Written exercise: Render all of the records below as a numbered list, omitting any blank lines.

Records from a dataset
◇ ◇ ◇

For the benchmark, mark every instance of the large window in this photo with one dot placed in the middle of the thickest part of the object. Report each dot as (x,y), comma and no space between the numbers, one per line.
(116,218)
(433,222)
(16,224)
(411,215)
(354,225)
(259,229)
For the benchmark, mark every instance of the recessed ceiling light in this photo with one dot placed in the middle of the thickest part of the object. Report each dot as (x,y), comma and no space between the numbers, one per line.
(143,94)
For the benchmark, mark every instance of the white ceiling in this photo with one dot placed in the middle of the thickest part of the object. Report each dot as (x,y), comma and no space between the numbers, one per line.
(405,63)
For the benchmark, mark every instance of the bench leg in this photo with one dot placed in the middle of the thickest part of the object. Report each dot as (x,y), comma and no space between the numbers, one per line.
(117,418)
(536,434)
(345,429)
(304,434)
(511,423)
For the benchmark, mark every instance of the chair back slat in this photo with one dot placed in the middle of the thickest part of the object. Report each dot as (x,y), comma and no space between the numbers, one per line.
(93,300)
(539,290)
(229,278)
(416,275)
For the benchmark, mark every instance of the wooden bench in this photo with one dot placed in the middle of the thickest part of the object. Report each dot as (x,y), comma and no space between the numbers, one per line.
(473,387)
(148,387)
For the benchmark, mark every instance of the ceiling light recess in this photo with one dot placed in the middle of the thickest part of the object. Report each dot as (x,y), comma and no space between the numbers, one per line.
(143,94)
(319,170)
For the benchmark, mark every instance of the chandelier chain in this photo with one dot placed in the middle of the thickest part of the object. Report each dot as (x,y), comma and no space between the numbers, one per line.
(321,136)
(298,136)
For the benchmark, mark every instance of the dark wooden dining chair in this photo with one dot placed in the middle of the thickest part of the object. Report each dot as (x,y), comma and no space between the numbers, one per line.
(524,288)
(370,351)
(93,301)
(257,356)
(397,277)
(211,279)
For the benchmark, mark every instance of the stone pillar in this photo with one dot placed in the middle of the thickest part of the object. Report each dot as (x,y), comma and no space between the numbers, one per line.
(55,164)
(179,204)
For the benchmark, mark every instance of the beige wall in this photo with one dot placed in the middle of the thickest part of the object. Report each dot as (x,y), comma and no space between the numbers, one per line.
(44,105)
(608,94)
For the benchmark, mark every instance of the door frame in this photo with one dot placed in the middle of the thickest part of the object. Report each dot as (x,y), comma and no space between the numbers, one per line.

◇ ◇ ◇

Response:
1. For the benchmark, mark every instance of the large window in this photo with one dot placed in the middle of the thickest part of the object. Report each dot as (x,y), comma and no space between the numbers, one per line.
2. (116,218)
3. (433,222)
4. (16,224)
5. (411,215)
6. (354,225)
7. (259,229)
8. For the benchmark, mark every instance of the recessed ceiling light in this photo with one dot placed in the middle of the thickest part of the object. Report each dot as (x,y), comma and no space between the numbers, one per line.
9. (143,94)
10. For the benchmark, mark every instance of the white ceiling in this photo with one dot placed in the middle of the thickest part of the object. Report each dot as (x,y), comma and no space between the numbers, one per line.
11. (405,63)
12. For the benchmark, mark every instance of the bench leg in this photo with one dot placed in the middle of the thickest part of the object. Report each dot as (x,y), comma and no space between the numbers, one per line.
13. (117,418)
14. (536,434)
15. (345,429)
16. (304,434)
17. (511,423)
18. For the benchmark, mark every instance of the chair back slat in this photo with one dot placed in the middle of the thickest part of the object. Report each dot as (x,y), comma and no space between the numbers, one per line.
19. (93,300)
20. (539,290)
21. (229,278)
22. (416,275)
23. For the benchmark, mark every instance of the wooden bench in this photo with one dot placed in the middle of the thickest part of the object. Report each dot as (x,y), comma and no space between the numbers, one per line.
24. (473,387)
25. (148,387)
26. For the benchmark, mark every instance of the ceiling light recess in this photo with one dot placed in the middle of the thickest part of the object. Report each dot as (x,y), comma and no space between the numbers, one per line.
27. (143,94)
28. (319,170)
29. For the benchmark, mark every instance of the chandelier chain in this photo with one dot placed in the middle of the thickest part of the object. Report each dot as (x,y), comma and no space between the numbers, one per line.
30. (321,136)
31. (298,136)
32. For the benchmark, mark every instance of the dark wooden dining chair in this photo with one dot placed in the middle of the thickest part of the object. Report each dot as (x,y), comma and no space between the numbers, one per line.
33. (524,288)
34. (370,351)
35. (93,301)
36. (257,356)
37. (397,277)
38. (211,279)
39. For the benchmark, mark every instance of the stone pillar in this photo with one dot placed in the middle of the thickest part of the object. Report each dot as (x,y), comma and no space between the numbers, one per line.
40. (55,164)
41. (179,204)
42. For the benchmark, mark every instance of the beige wall in this photo with one dot placed in the middle of the thickest part of the object. Report each dot as (x,y), comma and no space between the numbers, one per line.
43. (44,105)
44. (608,94)
45. For the benchmark, mark every instance of the door frame in this photo with one dot placed in the middle of the thickest part of the object. Report each dot as (x,y), comma and no space between the numbers, one per line.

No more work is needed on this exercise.